▶ Task directions: The answer must repeat each line of the material exactly.

▶ Recorded information:
**********
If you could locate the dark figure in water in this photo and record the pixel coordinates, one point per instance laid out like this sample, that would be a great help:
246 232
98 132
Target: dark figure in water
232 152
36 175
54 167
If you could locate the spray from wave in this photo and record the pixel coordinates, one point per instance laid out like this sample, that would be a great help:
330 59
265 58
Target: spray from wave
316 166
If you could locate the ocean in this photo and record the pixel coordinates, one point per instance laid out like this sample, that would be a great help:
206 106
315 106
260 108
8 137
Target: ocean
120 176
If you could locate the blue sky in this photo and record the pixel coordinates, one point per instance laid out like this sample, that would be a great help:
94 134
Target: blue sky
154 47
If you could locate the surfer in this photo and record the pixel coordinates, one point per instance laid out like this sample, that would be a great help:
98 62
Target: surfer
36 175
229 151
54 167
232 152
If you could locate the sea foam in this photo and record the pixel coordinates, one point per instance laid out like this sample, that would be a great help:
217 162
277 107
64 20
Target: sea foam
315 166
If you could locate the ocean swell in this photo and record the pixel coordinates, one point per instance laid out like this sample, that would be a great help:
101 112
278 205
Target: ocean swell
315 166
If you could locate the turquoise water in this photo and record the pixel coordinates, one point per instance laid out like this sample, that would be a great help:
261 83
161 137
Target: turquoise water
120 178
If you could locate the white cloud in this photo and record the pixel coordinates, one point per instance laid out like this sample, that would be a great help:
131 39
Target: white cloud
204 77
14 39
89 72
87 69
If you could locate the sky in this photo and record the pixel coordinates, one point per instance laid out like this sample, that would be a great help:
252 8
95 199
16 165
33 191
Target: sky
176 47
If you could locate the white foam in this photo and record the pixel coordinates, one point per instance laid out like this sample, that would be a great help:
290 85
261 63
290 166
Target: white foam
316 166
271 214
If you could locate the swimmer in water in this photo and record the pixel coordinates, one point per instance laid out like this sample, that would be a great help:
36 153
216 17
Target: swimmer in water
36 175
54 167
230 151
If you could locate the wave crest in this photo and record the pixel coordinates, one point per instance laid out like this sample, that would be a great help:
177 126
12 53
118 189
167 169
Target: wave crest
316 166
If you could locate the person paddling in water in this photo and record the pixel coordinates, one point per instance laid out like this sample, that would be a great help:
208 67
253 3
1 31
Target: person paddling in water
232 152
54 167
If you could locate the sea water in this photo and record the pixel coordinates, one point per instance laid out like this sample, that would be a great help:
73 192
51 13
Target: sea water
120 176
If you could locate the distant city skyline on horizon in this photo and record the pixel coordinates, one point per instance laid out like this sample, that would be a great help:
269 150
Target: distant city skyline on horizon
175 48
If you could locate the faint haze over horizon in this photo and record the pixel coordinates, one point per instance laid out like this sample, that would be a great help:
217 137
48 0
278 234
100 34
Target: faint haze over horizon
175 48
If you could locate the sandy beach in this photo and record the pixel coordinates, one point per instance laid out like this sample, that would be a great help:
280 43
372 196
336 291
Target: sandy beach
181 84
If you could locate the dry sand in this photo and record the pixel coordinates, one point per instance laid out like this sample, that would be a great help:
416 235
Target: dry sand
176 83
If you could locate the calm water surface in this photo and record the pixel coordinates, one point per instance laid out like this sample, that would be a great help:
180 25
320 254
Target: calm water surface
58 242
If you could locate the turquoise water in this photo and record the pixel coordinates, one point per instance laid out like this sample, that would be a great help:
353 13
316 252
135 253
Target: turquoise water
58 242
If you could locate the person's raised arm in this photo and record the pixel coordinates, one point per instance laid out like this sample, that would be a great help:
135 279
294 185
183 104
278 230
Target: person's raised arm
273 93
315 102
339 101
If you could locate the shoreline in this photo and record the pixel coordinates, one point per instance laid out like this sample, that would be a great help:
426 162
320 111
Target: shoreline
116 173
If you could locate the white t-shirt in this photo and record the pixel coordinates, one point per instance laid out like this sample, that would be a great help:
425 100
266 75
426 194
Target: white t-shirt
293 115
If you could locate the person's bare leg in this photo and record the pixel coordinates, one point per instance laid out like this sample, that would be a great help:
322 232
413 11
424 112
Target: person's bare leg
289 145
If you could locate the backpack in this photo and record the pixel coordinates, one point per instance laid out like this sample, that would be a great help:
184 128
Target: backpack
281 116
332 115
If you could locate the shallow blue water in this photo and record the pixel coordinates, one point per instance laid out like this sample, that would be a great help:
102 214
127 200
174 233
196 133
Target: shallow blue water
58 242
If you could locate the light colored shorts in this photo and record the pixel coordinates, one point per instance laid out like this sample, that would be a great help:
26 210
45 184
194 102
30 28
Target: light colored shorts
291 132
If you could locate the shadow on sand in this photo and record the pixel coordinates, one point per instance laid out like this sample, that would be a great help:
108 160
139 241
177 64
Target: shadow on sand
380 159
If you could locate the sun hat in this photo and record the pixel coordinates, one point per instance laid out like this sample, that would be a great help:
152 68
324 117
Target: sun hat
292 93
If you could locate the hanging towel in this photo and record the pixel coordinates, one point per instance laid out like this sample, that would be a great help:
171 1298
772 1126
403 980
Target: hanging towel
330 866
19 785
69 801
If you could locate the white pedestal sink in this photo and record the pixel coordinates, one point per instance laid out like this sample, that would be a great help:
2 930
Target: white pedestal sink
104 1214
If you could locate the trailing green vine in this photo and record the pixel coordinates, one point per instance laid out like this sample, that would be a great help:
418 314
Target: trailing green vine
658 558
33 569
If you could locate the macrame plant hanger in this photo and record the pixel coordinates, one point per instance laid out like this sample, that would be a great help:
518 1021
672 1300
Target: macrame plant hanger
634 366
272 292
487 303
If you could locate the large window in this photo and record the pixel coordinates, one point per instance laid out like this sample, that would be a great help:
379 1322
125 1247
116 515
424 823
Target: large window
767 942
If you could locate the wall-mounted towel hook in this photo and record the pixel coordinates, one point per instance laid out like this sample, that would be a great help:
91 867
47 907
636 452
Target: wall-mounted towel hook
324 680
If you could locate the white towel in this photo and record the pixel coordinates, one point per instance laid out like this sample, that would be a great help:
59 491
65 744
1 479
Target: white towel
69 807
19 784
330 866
**********
▶ Exercise answer:
If you could locate the dark figure in water in this photo and record the pixel coordinates, one point per instance laid out like this sample, that would be a great help:
246 232
98 132
Target: dark figure in water
232 152
36 175
54 167
If you could locate the spray from wave in this photo and record the pixel coordinates, one point per instance laid out like this sample, that would be a great help:
330 59
265 58
Target: spray from wave
316 166
If you could locate the ocean in this photo and record the pixel coordinates, one point per instance laid out like this sample, that would be a great help:
206 106
315 106
260 108
8 137
Target: ocean
120 176
If you could locate the blue sky in this photo and record the pixel coordinates, one point per instance laid out like this sample, that would be a great help:
94 134
Target: blue sky
154 47
If you could locate the surfer in this photo and record the pixel coordinates, one point per instance laid out like this sample, that would be a great help:
98 62
Target: surfer
36 175
229 151
54 167
232 152
If you could locate the sea foam in this photo and record the pixel coordinates, one point per instance laid out like this sample, that would be a great help:
217 162
277 107
64 20
Target: sea foam
315 166
If you could locate the ocean swell in this photo and record the pixel coordinates, one point per instance laid out like this sample, that would be a great help:
101 112
278 205
Target: ocean swell
315 166
If you could locate the turquoise water in this photo and record the pixel coordinates, one point per instance laid out like this sample, that would be a great help:
261 83
161 137
Target: turquoise water
120 178
If you could locate the white cloud in this photo and record the pixel coordinates, one point per instance laid out like this sample, that would be a great help:
131 39
Target: white cloud
204 77
14 39
89 72
87 69
If you could locate the sky in this photo and record the pixel coordinates, one point per instance laid out like this sample, that would be a great help:
252 8
95 199
16 165
33 191
Target: sky
176 47
If you could locate the white foam in this photo and record the pixel coordinates, one point per instance laid out like this sample, that would be a great help:
290 85
261 63
290 166
Target: white foam
316 166
271 214
If you could locate the swimmer in water in this photo and record the pixel coordinates, one point per instance laid out like this sample, that would be a great help:
36 153
216 17
Target: swimmer in water
36 175
54 167
230 151
If you could locate the wave crest in this photo and record the pixel coordinates, one point per instance laid out like this sample, that would be a great help:
177 126
12 53
118 189
167 169
Target: wave crest
316 166
If you could locate the person paddling in water in this photo and record the pixel coordinates, one point per instance laid out like this sample, that would be a great help:
208 67
253 3
1 31
Target: person paddling in water
232 152
54 167
If you could locate the sea water in this photo and record the pixel coordinates, one point per instance laid out like this sample, that would be a great help:
73 192
51 13
Target: sea water
120 176
If you could locate the distant city skyline on horizon in this photo and record the pixel coordinates, one point per instance laid out like this sample, that would be a great help:
269 150
Target: distant city skyline on horizon
175 48
If you could locate the faint haze over horizon in this photo and record the pixel coordinates, one point per instance laid out like this sample, that would be a great help:
217 137
48 0
278 234
100 34
Target: faint haze over horizon
175 48
If you could locate the sandy beach in this photo and record the pixel coordinates, one point per instance laid out like this sample, that would be a great help:
280 43
372 196
336 291
Target: sandy beach
181 84
If you could locate the dry sand in this photo and record the pixel coordinates, one point per instance laid out like this sample, that would be a great help:
416 235
Target: dry sand
176 83
If you could locate the calm water surface in this photo and record the pixel coordinates, one point per instance laid out like this sample, that would be a great help:
180 25
320 254
Target: calm water surface
58 242
If you could locate the turquoise water in this photo and record the pixel coordinates, one point per instance laid out like this sample, that would be a great help:
353 13
316 252
135 253
Target: turquoise water
58 242
If you could locate the person's raised arm in this photo and record the pixel coordinates, one point per instance laid out like this sample, that would be a great help:
135 279
294 185
183 104
278 230
Target: person's raised arm
273 93
315 102
339 101
If you could locate the shoreline in this photo and record the pixel coordinates, one point per instance laid out like this sample, that would be a great help:
426 162
320 111
Target: shoreline
116 173
If you could locate the white t-shirt in this photo and record the pixel coordinates, one point per instance laid out like this sample, that would be a great help:
425 100
266 75
426 194
Target: white t-shirt
293 115
If you could locate the person's bare leg in this photo and record the pixel coordinates, one point per instance laid out like this sample, that would be a great help:
322 232
413 11
424 112
Target: person's bare leg
289 145
If you could locate the backpack in this photo and record the pixel coordinates, one point per instance laid out like this sample, that would be a great help:
184 128
Target: backpack
281 116
332 115
If you could locate the shallow blue water in this photo and record the pixel coordinates, one point per instance laid out like this sample, that would be a great help:
102 214
127 200
174 233
196 133
Target: shallow blue water
58 242
If you could locate the light colored shorts in this photo and record the pixel coordinates, one point per instance laid out like this sample, that would be a great help:
26 210
45 184
194 102
30 28
Target: light colored shorts
291 132
If you could locate the shadow on sand in this photo and record the pixel coordinates, one point per instance laid out like this sample, that would be a great help:
108 160
139 241
177 64
Target: shadow on sand
380 159
If you could locate the sun hat in this photo and record the pixel coordinates, one point per instance laid out like this sample, that would be a great help:
152 68
324 117
Target: sun hat
292 93
If you could locate the hanging towel in this photo and record the pixel coordinates, one point per instance laid out like this sample, that would be a great help:
171 1298
772 1126
403 980
Target: hanging towel
330 866
19 785
69 801
If you could locate the white pedestal sink in this photo and record the pixel coordinates, one point per instance laid out like this sample, that would be a great help:
2 930
Target: white pedestal sink
104 1214
If you could locate the trailing green vine in this photo and record the pixel coordinates, one point per instance laid out like this sample, that would be a great help:
418 314
Target: trailing green vine
658 558
33 569
If you could locate the macrame plant hanger in this photo and record the pixel coordinates, one point per instance laid out like this sample, that would be a great help:
518 1021
672 1300
Target: macrame plant hanger
634 366
272 292
487 303
If you could locate the large window in this photo and record the pixel coordinates, one point per instance laid out like this sample, that would be a great help:
379 1322
125 1247
116 515
424 823
Target: large window
767 942
If you could locate the wall-mounted towel hook in this photo and record the pixel coordinates, one point per instance laid out like this sample, that would be a great help:
91 867
47 907
636 452
Target: wall-mounted towel hook
324 680
If you could locate the white towel in this photo and record the pixel coordinates, one point per instance laid out like this sample, that would be a great help:
59 491
65 744
1 479
Target: white towel
69 807
19 784
330 866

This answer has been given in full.